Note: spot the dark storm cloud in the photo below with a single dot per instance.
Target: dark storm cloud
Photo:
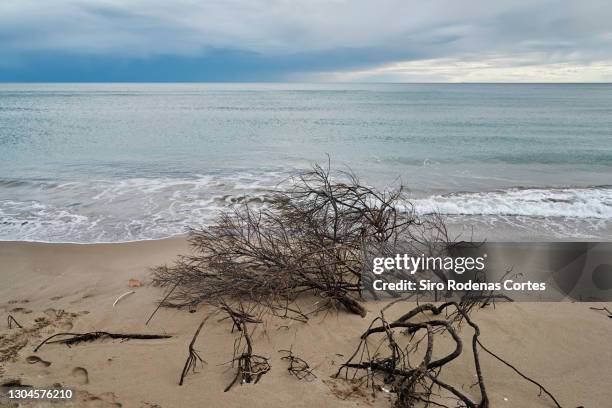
(276, 40)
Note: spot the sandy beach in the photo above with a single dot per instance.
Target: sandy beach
(52, 288)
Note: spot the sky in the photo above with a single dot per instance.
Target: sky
(305, 41)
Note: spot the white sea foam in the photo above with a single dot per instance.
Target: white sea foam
(594, 202)
(141, 208)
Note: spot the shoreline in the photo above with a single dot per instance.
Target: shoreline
(53, 288)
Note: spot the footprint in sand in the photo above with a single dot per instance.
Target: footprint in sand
(37, 360)
(81, 376)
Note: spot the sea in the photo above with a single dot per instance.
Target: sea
++++++
* [Task requirements]: Go through the records above and count the lines with the word "instance" in them. Answer with the number only.

* [Response box]: 7